Yang Perlu Dikerjakan:
(a) Berdasarkan kutipan teks, jelaskan dalam satu sampai tiga kalimat mengapa nyanyian Gregorian dan polifoni berbahasa Latin semakin memudar dalam Perayaan Ekaristi Gereja Katolik (Indonesia).
(b) Dalam Misa Suci yang dirayakan bersama umat, pada bagian apa terutama bahasa pribumi dapat diberi tempat yang sewajarnya menurut kutipan teks?
(c) Tentukan apakah setiap pernyataan berikut sesuai dengan kutipan teks. Jawab ya atau tidak, lalu sertakan kutipan persis yang menjadi dasarnya. (i) Konsili Vatikan II melarang sepenuhnya penggunaan bahasa pribumi. (ii) Bahasa Latin juga banyak dipakai dalam nyanyian polifoni gerejawi. (iii) Jika pemakaian bahasa pribumi yang lebih luas dalam Misa tampak cocok, peraturan artikel 40 Konstitusi hendaknya ditepati.

Kutipan Teks:
Bahasa Latin adalah bahasa asli dari tradisi Liturgi
Gereja Katolik Roma.
Walaupun Konsili Vatikan II telah memberi kelonggaran
dalam penggunaan bahasa pribumi, namun Gereja Universal mengisyaratkan agar
bahasa Latin masih harus tetap diindahkan. Harapan Gereja tersebut dituangkan
dalam beberapa kaidah yang berhubungan dengan hal bahasa Latin dalam perayaan
Liturgi, sebagai berikut:
(Bahasa Liturgi)
Ayat
(1) Penggunaan bahasa Latin hendaknya
dipertahankan dalam ritus-ritus lain, meskipun ketentuan-ketentuan hukum khusus
tetap berlaku.
(Bahasa Latin dan bahasa pribumi dalam Perayaan
Ekaristi)
Sesuai dengan artikel 36 Konstitusi ini, dalam Misa Suci yang dirayakan bersama umat, bahasa pribumi dapat diberi tempat yang sewajarnya, terutama dalam bacaan-bacaan dan “doa umat”, dan sesuai dengan situasi setempat—juga dalam bagian-bagian yang menyangkut umat. Tetapi, hendaknya diusahakan, supaya kaum beriman dapat bersama-sama mengucapkan atau menyanyikan dalam bahasa Latin, juga bagian-bagian Misa yang tetap menyangkut mereka. Namun, bila pemakaian bahasa pribumi yang lebih luas dalam Misa tampaknya cocok, hendaknya ditepati peraturan artikel 40 Konstitusi ini. Dimana bahasa pribumi sudah dipakai dalam Perayaan Ekaristi, para Waligereja setempat hendaknya meemutuskan apakah bermanfaat mempertahankan satu Perayaan Ekaristi atau lebih dalam bahasa Latin khususnya Perayaan Ekaristi dengan nyantian—di gereja-gereja tertentu, terutama di kota-kota besar, dimana banyak orang beriman dari dari berbagai bahasa datang berhimpun.
Bahasa Latin yang digunakan dalam Liturgi dan dalam
nyanyian-nyanyian Gregorian, serta juga banyak dipakai dalam nyanyian-nyanyian
polifoni gerejawi yang selaras dengan jiwa Liturgi, mempunyai kedudukan yang
sangat penting dalam tradisi Liturgi Gereja Katolik Roma. Namun, dengan suatu “penafsiran” mengenai pemberian
kelonggaran dalam penggunaan bahasa masing-masing bangsa atau suku bangsa
seperti diuraikan pada pasal-pasal di atas, sangat disayangkan akhir-akhir ini nyanyian-nyanyian Gregorian dan
polifoni dengan bahasa Latin sudah semakin memudar dalam Perayaan Ekaristi
Gereja Katolik (Indonesia), karena keengganan dan sikap kurang mendukung dari
beberapa kalangan Gereja sendiri, dengan alas an “Umat tidak mampu menyanyi,
tidak biasa mendengar atau mengucapkan kata-kata atau tidak mengerti bahasa
asing (Latin).” (Bandingkan dengan umat dari agama-agama Islam, Buddha,
Hindu, dll. yang tetap mempertahankan bahasa asli dan tradisi mereka dalam
beribadat dengan nyanyian-nyanyian.)

Bagian Data:
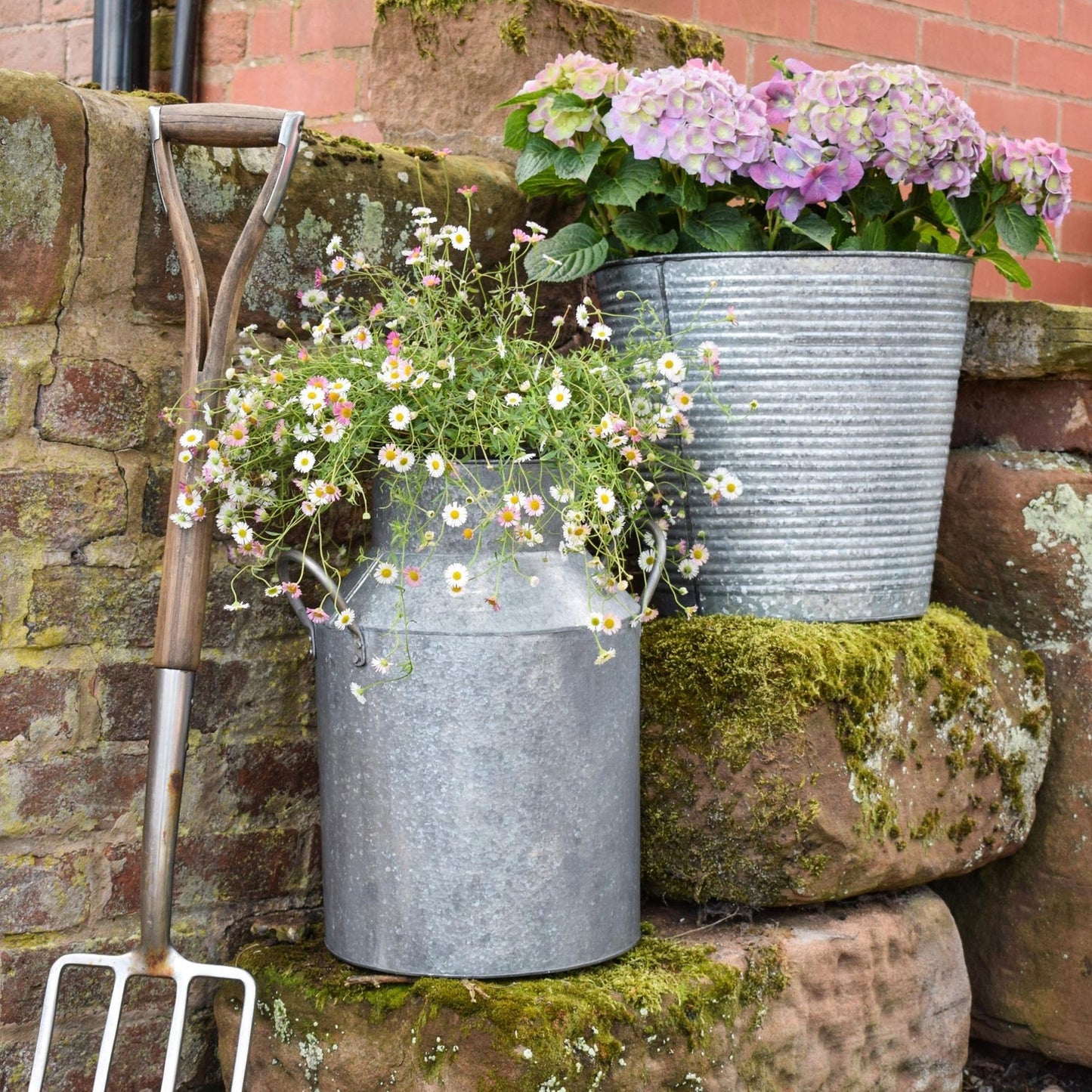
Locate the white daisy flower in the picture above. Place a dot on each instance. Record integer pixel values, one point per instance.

Keluaran yang Diharapkan:
(a) Nyanyian Gregorian dan polifoni berbahasa Latin semakin memudar karena keengganan dan sikap kurang mendukung dari beberapa kalangan Gereja sendiri. Kalangan tersebut beralasan bahwa umat tidak mampu menyanyi, tidak biasa mendengar atau mengucapkan kata-kata, atau tidak mengerti bahasa asing (Latin).

(b) Terutama dalam bacaan-bacaan dan “doa umat”.

(c)
(i) Tidak. "Konsili Vatikan II telah memberi kelonggaran dalam penggunaan bahasa pribumi"
(ii) Ya. "serta juga banyak dipakai dalam nyanyian-nyanyian polifoni gerejawi yang selaras dengan jiwa Liturgi"
(iii) Ya. "bila pemakaian bahasa pribumi yang lebih luas dalam Misa tampaknya cocok, hendaknya ditepati peraturan artikel 40 Konstitusi ini"